▶ **Data entries**
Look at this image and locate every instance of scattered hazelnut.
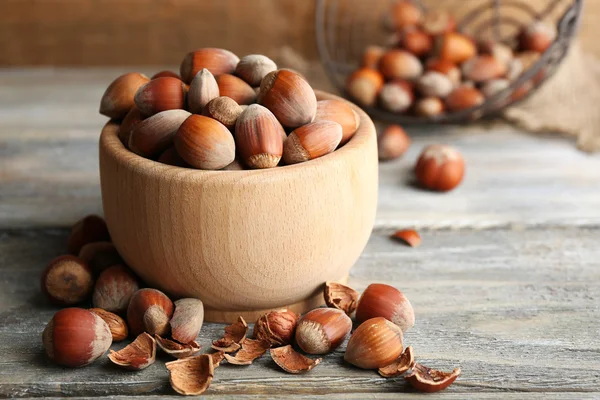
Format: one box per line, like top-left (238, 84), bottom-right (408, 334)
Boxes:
top-left (415, 144), bottom-right (465, 192)
top-left (253, 310), bottom-right (299, 347)
top-left (173, 114), bottom-right (235, 170)
top-left (67, 215), bottom-right (110, 255)
top-left (356, 283), bottom-right (415, 332)
top-left (92, 264), bottom-right (139, 313)
top-left (344, 317), bottom-right (403, 369)
top-left (404, 364), bottom-right (460, 393)
top-left (377, 125), bottom-right (410, 161)
top-left (90, 308), bottom-right (129, 342)
top-left (283, 121), bottom-right (342, 165)
top-left (42, 308), bottom-right (112, 368)
top-left (270, 344), bottom-right (321, 374)
top-left (258, 69), bottom-right (317, 129)
top-left (42, 255), bottom-right (94, 305)
top-left (231, 104), bottom-right (285, 169)
top-left (187, 68), bottom-right (220, 114)
top-left (296, 308), bottom-right (352, 354)
top-left (169, 299), bottom-right (204, 343)
top-left (127, 289), bottom-right (173, 336)
top-left (235, 54), bottom-right (277, 87)
top-left (100, 72), bottom-right (150, 119)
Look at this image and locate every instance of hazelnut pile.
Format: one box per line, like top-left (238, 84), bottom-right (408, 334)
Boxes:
top-left (100, 48), bottom-right (360, 170)
top-left (41, 215), bottom-right (460, 395)
top-left (346, 0), bottom-right (557, 118)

▶ **Short task**
Could you change "scattered" to "loose" in everything from the start of the records down to the line containing "top-left (231, 104), bottom-right (285, 169)", keeping all else unchanged and leaving the pictures out?

▶ **Task output**
Look at this image and locate every instance of loose hazelnut.
Format: one box per line, like top-left (238, 84), bottom-right (408, 334)
Boxes:
top-left (415, 144), bottom-right (465, 192)
top-left (253, 310), bottom-right (299, 347)
top-left (173, 114), bottom-right (235, 170)
top-left (67, 215), bottom-right (110, 255)
top-left (356, 283), bottom-right (415, 332)
top-left (92, 264), bottom-right (139, 313)
top-left (344, 317), bottom-right (403, 369)
top-left (404, 364), bottom-right (460, 393)
top-left (377, 125), bottom-right (410, 161)
top-left (90, 308), bottom-right (129, 342)
top-left (283, 121), bottom-right (342, 165)
top-left (42, 308), bottom-right (112, 368)
top-left (270, 344), bottom-right (321, 374)
top-left (258, 69), bottom-right (317, 129)
top-left (42, 255), bottom-right (94, 305)
top-left (231, 104), bottom-right (285, 169)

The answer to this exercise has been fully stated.